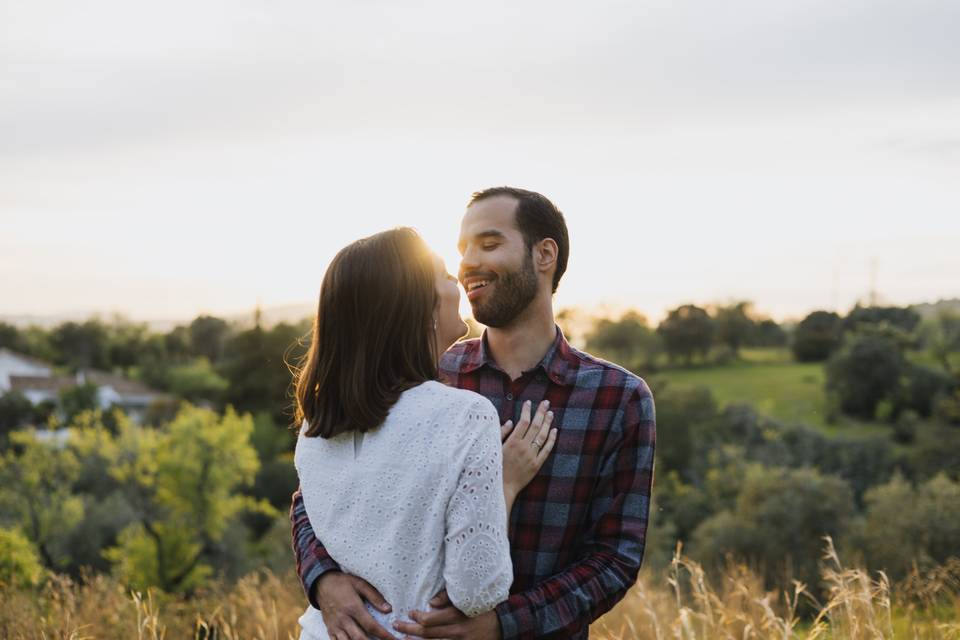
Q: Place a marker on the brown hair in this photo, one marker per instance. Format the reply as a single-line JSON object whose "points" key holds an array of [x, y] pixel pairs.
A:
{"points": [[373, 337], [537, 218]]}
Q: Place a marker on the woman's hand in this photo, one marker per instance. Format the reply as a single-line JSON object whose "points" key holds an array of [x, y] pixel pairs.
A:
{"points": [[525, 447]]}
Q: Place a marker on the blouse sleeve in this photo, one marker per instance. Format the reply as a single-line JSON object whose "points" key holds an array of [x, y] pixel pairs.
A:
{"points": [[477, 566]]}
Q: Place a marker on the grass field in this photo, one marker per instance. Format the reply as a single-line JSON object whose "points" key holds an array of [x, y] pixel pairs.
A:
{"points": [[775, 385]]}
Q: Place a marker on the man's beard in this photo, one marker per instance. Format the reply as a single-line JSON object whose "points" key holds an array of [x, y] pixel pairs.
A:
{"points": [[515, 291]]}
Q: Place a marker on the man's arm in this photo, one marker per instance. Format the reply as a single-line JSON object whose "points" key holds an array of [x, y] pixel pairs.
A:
=-=-=
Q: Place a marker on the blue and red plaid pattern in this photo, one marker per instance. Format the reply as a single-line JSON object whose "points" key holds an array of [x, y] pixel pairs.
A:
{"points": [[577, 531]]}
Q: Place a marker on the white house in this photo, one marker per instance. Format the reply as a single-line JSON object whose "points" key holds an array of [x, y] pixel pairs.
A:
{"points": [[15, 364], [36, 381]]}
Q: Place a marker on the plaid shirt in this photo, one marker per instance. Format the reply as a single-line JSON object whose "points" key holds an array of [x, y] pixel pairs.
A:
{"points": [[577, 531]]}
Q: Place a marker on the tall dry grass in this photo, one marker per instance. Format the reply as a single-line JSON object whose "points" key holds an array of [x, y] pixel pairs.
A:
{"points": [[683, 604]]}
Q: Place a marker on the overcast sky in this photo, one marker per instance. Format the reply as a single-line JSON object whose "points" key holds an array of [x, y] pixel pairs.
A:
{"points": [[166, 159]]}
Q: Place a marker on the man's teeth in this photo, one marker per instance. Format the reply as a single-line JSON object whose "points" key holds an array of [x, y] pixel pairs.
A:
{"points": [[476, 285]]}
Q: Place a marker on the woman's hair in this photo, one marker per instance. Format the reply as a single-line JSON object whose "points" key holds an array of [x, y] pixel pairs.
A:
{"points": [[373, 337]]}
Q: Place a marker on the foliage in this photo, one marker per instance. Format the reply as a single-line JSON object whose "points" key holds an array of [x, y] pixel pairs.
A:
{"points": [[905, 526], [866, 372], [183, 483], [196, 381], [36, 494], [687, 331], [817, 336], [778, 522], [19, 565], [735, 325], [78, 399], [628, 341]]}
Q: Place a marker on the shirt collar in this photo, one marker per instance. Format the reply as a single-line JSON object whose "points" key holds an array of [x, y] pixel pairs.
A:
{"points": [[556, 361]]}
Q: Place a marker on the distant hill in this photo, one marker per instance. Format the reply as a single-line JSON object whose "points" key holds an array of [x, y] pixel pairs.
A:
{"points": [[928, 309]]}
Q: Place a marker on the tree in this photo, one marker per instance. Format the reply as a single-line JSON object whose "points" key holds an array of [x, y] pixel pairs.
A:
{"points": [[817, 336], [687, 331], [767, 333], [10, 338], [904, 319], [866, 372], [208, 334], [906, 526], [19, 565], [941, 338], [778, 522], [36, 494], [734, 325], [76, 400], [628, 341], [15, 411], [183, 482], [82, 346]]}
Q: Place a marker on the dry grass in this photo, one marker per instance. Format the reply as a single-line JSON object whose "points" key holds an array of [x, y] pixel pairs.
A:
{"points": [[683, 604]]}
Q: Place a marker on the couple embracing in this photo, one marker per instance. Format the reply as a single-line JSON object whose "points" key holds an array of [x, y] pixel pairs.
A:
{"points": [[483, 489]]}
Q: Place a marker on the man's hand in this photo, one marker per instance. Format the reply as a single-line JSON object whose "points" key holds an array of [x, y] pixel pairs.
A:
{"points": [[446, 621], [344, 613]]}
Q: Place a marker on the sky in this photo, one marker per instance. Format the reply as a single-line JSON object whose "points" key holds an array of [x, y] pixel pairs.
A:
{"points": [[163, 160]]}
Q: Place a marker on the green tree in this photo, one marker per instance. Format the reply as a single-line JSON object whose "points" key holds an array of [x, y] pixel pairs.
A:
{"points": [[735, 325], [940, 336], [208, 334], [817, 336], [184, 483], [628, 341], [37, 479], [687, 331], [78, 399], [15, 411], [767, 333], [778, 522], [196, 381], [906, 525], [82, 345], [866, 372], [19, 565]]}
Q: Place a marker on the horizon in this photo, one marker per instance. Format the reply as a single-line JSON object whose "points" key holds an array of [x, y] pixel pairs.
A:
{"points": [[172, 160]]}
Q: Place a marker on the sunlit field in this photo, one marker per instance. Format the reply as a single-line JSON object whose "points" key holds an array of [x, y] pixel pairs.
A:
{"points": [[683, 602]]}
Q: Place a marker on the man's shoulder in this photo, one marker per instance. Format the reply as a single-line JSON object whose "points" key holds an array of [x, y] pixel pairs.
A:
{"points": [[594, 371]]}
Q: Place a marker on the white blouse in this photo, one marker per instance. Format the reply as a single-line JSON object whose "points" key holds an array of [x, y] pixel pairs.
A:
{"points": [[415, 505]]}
=-=-=
**Your assignment:** Every line of the material that includes the word "field" needs to be copied.

**Completed exercise:**
Q: Place a marker on the grass field in this photo, one marker per instance. Format the reply as a single-line JSON object whose "points" key holds an array of [x, y] pixel pairs.
Q: Place a marker on the sunlit field in this photo, one marker per instance. Format the reply as a single-line JSON object whose "points" key holds an array of [x, y] pixel pairs.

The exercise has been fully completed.